MongoDB is not your father’s database. Dad had to cope with the likes of dBase, where data was a nail and the hammer was a chugging database engine along with a forms and a query system that was simple, but none too powerful.
dBase is still around and has evolved into applications that can take advantage of the more modern object-oriented database structure of ODBC.
Then along came SQL (pronounced “sequel,” but standing for Structured Query Language) invented by IBM and gradually evolving to Windows. As a programming language, SQL is robust and powerful. It relies on data definition language as well as data manipulation. Throw in Boolean language, hinky operators like <> and you have a query language that can find, sort, group and do the math on vast amounts of data.
But no discussion of databases is complete without a mention of the relational database model. Think of at least two tables of data where each table has a common field, say a product number in a product description table with the same product number in an inventory table. A relational database keeps product information separate from the inventory, but joins the information by means of a lookup. Sometimes it uses a separate junction table, but it always joins the data by means of the common field.
The problem with table-based, SQL and relational databases is that they are locked into a row and column configuration. Not only that, they can be rather slow when performing tasks that cycle through relational tables that are deep and wide.
Then along came Mongo DB. Like the character in the movie Blazing Saddles, Mongo punched the database world right in the mouth and by 2009 was on the market as an open sourced and stand-along database product.

→ **Record list**
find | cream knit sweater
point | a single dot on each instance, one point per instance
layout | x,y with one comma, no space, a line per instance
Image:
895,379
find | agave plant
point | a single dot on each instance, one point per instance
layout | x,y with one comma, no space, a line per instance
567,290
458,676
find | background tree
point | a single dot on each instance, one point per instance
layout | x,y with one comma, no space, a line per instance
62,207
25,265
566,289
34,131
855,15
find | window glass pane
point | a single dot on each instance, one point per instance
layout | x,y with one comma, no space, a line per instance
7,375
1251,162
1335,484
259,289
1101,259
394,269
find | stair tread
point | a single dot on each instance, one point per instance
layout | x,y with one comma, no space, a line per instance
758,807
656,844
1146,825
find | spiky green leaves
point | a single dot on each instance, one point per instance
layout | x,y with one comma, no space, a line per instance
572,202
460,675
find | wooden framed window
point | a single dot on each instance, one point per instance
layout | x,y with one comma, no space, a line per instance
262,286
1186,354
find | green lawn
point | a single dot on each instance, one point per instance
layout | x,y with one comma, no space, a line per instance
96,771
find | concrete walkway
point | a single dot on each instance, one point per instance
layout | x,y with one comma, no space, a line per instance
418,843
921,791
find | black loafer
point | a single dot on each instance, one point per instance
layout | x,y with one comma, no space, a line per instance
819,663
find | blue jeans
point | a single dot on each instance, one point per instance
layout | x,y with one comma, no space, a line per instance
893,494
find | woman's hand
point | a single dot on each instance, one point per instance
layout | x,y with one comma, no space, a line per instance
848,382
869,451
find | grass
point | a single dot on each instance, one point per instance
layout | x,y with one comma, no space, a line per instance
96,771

→ **Problem set**
(1) According to the MongoDB text, who invented SQL?
(2) Transcribe the part of the MongoDB text that begins at the words "The problem with" and stops after "deep and wide.".
Work only from the MongoDB text.

→ **Answers to the exercise**
(1) IBM

(2)
The problem with table-based, SQL and relational databases is that they are locked into a row and column configuration. Not only that, they can be rather slow when performing tasks that cycle through relational tables that are deep and wide.